## TEXT BLOCK

Healing For Damaged Emotions #5 Low Self Esteem 2

Series: Healing For Damaged Emotions
#5 Healing Our Low Self Esteem Part 2

Philippians 2:1-5a

Mar 8, 2009


Our emotional lives are a complicated mixture of mind, body, and spirit. Our self-perception is influenced by many factors including our emotional life. Emotions can be good or they can be bad. In fact the same emotion like anger can be both good and bad depending on the situation. There is unrighteous anger and there is righteous anger—one bad and one good. Emotions are influenced by our nature as well as by the environment in which we were nurtured. Our goal in this series is to bring us to an healthy emotional life.

Dataset excerpt:
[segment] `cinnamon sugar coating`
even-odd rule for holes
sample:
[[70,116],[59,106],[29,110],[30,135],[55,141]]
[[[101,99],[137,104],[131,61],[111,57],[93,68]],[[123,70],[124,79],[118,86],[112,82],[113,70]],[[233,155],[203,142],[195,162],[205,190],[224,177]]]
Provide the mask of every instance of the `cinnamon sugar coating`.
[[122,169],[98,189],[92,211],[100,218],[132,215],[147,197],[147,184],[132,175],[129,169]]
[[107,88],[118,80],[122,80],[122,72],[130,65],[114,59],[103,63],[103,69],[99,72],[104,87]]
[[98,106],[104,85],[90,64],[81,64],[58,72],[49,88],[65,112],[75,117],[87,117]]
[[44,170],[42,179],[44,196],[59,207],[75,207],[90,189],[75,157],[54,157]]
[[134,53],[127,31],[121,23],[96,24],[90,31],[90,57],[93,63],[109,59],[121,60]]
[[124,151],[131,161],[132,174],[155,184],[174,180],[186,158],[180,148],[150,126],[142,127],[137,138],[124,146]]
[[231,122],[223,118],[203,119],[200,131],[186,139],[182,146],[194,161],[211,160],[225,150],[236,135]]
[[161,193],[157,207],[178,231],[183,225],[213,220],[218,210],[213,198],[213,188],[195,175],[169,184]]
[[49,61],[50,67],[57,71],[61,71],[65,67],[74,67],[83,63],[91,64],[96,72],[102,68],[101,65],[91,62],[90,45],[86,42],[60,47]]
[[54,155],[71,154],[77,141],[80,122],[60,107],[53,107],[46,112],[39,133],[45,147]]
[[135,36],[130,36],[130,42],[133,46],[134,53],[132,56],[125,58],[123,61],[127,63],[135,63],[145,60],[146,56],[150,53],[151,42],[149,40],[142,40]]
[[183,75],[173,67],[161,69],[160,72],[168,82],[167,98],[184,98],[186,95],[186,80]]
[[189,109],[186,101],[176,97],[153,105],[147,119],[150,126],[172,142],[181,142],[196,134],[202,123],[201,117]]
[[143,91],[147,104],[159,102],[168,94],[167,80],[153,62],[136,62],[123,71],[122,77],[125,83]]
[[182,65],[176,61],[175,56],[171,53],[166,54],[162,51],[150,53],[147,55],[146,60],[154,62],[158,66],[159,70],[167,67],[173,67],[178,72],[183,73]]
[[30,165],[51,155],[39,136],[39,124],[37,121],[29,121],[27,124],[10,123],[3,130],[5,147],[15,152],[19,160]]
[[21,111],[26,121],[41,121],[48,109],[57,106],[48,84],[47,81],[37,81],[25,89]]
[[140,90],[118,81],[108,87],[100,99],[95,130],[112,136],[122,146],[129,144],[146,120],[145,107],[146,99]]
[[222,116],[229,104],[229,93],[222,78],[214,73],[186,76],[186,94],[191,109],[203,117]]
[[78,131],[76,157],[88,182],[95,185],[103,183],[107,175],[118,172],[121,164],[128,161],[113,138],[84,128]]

## TASK 1
According to the sermon excerpt, what is the goal of the series?
## TASK 2
Please turn the stretch of the entries from their first line through the line containing "Provide the mask" into a Markdown table with the columns Nr and Line, leaving out blank lines.

## EXERCISE RESULT 1
To bring us to a healthy emotional life.

## EXERCISE RESULT 2
| Nr | Line |
|---|---|
| 1 | [segment] `cinnamon sugar coating` |
| 2 | even-odd rule for holes |
| 3 | sample: |
| 4 | [[70,116],[59,106],[29,110],[30,135],[55,141]] |
| 5 | [[[101,99],[137,104],[131,61],[111,57],[93,68]],[[123,70],[124,79],[118,86],[112,82],[113,70]],[[233,155],[203,142],[195,162],[205,190],[224,177]]] |
| 6 | Provide the mask of every instance of the `cinnamon sugar coating`. |